• PASSAGE GIVEN:
-- begin --

Public Employee Payroll – Frequently Asked Questions

Q: Why are you doing this?

Employee salaries, wages and benefits is one of the largest short term and long term costs to the Alaska taxpayer. Whether you think taxes are too high or too low, monitoring payroll costs is a mark of fiscal responsibility. You may disagree with FDR’s concerns about public employee unions, but it is difficult to disgree with the proposition that taxpayers need to know.

Q: How much should these employees be paid?

The Alaska Policy Forum is making this database available merely to allow the funders of government services (taxpayers) to decide whether the services they are getting are worth the costs that are being incurred.
We want the user of the database to ask, “Is the taxpayer getting a good value?” The term “value” used here is defined as the service taxpayers want/need at a price that they are willing to pay. The Alaska Policy Forum may, in the future, analyze whether a service is costing too much; but the purpose of this database is so that if and when that debate takes place, all sides are starting with the same facts.

Q: Why aren’t you displaying the salaries of businesses contracting with government?

Certainly, all contracts that private entities have with taxpayer funded entities should be open for the public to see. But, in a contract scenario, the government is paying for a service set by a contract with (presumably) a measureable definition of success. When the “job” is finished, it’s over. There are no more costs, unless the delivered service was something that requires maintenance and overhead (e.g., a building). In short, The employees of the contracted business are not public employees and as such their employer can withhold salary data.

-- end --

• WHAT TO WORK ON:
[a] Please reproduce the part of the payroll FAQ that begins at the words "Public Employee Payroll" and stops after "are being incurred.".
[b] Write the next part of the payroll FAQ, picking up after its last sentence.

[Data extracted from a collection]
-- begin --

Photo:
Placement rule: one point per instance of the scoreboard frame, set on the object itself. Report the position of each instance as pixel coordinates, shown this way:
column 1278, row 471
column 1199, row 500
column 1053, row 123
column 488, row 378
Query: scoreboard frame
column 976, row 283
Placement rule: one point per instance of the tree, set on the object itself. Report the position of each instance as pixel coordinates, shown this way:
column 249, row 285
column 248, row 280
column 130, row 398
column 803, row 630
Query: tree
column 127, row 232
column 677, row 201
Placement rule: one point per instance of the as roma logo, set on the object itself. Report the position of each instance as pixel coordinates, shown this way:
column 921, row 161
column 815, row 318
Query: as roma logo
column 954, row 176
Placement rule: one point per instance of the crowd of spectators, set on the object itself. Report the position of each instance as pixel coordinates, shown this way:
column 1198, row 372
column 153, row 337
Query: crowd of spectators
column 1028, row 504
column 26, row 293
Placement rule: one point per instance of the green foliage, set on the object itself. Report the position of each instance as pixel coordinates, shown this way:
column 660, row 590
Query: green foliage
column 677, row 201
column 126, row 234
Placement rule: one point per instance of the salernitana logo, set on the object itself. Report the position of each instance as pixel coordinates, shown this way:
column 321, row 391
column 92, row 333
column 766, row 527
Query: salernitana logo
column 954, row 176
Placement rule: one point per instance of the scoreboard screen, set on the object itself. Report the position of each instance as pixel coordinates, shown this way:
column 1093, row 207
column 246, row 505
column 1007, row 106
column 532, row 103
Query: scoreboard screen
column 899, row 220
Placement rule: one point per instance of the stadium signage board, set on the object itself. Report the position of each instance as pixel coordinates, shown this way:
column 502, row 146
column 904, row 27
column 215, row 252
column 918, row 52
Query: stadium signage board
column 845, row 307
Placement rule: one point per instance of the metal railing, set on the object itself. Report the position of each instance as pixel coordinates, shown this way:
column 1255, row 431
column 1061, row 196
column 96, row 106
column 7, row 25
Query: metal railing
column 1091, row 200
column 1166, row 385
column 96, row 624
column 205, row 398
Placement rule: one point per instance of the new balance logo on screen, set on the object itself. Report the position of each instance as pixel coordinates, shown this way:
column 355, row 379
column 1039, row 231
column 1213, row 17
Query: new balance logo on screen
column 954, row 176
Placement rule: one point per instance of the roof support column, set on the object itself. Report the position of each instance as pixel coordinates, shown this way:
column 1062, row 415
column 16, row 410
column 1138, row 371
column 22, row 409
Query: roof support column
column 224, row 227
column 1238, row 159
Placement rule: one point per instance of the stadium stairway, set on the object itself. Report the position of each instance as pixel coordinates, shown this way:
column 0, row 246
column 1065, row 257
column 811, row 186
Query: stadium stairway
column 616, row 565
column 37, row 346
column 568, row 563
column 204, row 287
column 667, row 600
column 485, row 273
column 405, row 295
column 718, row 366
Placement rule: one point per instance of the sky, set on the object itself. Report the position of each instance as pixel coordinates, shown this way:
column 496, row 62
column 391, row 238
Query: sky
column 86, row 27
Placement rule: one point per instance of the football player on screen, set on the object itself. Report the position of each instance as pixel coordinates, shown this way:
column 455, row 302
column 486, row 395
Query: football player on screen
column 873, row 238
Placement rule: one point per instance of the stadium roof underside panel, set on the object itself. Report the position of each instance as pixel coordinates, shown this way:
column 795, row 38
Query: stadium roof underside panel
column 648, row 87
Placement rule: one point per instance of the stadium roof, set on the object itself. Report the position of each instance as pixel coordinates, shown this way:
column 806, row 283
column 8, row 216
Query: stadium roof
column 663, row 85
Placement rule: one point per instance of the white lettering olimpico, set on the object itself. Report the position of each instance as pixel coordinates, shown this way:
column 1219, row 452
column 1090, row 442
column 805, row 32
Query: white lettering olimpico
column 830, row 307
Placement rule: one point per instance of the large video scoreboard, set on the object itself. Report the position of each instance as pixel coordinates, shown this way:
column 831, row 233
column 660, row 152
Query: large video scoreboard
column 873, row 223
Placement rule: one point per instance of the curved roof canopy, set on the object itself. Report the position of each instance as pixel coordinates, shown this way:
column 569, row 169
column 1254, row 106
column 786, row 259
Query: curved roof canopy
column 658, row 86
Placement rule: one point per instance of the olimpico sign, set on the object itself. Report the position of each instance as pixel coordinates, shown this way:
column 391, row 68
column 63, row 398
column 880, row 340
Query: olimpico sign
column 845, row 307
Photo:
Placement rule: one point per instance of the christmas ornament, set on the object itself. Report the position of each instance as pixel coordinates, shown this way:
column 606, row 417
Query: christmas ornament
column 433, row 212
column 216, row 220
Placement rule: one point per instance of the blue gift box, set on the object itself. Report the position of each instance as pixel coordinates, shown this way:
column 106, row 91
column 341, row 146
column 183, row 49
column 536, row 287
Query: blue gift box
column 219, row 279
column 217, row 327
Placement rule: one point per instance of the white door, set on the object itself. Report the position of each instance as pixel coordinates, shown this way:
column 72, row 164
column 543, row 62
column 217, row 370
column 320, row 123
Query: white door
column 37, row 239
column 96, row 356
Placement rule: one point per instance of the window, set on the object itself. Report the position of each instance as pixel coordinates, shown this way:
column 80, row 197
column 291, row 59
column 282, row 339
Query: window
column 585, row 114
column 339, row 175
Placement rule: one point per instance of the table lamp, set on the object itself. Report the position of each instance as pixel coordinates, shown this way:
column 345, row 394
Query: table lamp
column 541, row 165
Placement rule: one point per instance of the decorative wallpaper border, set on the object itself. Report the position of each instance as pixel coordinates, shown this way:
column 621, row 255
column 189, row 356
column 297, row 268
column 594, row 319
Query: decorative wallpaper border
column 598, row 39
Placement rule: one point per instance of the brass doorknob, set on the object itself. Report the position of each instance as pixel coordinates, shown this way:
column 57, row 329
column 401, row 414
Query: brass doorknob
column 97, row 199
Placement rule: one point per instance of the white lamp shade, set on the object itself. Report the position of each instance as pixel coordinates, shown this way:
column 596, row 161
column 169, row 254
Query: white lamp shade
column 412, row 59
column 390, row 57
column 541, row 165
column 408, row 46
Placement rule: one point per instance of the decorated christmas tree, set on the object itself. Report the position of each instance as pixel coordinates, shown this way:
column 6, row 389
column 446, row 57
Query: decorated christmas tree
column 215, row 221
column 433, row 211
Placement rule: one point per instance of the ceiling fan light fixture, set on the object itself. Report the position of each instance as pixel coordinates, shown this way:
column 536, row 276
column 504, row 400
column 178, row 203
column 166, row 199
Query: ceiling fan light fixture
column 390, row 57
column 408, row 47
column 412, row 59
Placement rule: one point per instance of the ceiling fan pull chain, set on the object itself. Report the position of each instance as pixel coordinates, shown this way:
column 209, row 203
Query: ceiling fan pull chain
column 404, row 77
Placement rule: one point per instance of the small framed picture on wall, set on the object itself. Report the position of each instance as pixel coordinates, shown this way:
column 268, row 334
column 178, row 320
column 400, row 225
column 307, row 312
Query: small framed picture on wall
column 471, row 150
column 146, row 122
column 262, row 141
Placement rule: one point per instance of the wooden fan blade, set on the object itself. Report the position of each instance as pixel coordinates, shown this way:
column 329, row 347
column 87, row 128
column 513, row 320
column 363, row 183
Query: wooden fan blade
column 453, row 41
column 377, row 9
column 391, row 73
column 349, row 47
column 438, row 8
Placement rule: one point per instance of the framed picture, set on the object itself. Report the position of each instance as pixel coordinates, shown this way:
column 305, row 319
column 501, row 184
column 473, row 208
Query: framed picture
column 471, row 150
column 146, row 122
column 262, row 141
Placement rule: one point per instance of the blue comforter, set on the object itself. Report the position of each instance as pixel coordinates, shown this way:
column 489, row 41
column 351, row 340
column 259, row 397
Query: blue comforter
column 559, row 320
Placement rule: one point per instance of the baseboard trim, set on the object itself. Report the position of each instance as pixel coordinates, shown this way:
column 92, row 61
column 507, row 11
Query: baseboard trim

-- end --

• ANSWERS TO THE PROBLEMS:
[a]
Public Employee Payroll – Frequently Asked Questions

Q: Why are you doing this?

Employee salaries, wages and benefits is one of the largest short term and long term costs to the Alaska taxpayer. Whether you think taxes are too high or too low, monitoring payroll costs is a mark of fiscal responsibility. You may disagree with FDR’s concerns about public employee unions, but it is difficult to disgree with the proposition that taxpayers need to know.

Q: How much should these employees be paid?

The Alaska Policy Forum is making this database available merely to allow the funders of government services (taxpayers) to decide whether the services they are getting are worth the costs that are being incurred.

[b]
In contrast, when a permanent government employee is finished working on a project, the employee must continue on the payroll. This is not to say that contracting out is always better than hiring permanent employees. But, in order to argue that a service should or should not be contracted out, both sides have to answer the question, “How much are we currently spending to provide a service?” That’s a question this database can help answer.

Q: Why do you provide actual names in the database? Isn’t that a bit invasive?

One of the problems with providing numbers without names is that taxpayers often forget that there are real people doing these jobs. They are not faceless numbers. That’s important to remember, even if you are arguing for cutting a service that will end someone’s job. It may not change the fact that some trimming back of government services is needed, but it still needs to be considered.
On the other hand, when you work as a permanent employee for an entity that is funded by taxpayers, it is reasonable for taxpayers to expect to know who has been employed to carry out the services they are paying for and how much they are being paid for their services.

Q: How, from where and how often do you get updated information?

The data are acquired from the government entities themselves. We aim to keep the existing information relevant by updating it at least once a year.

Q: My salary information is incorrect.  Why?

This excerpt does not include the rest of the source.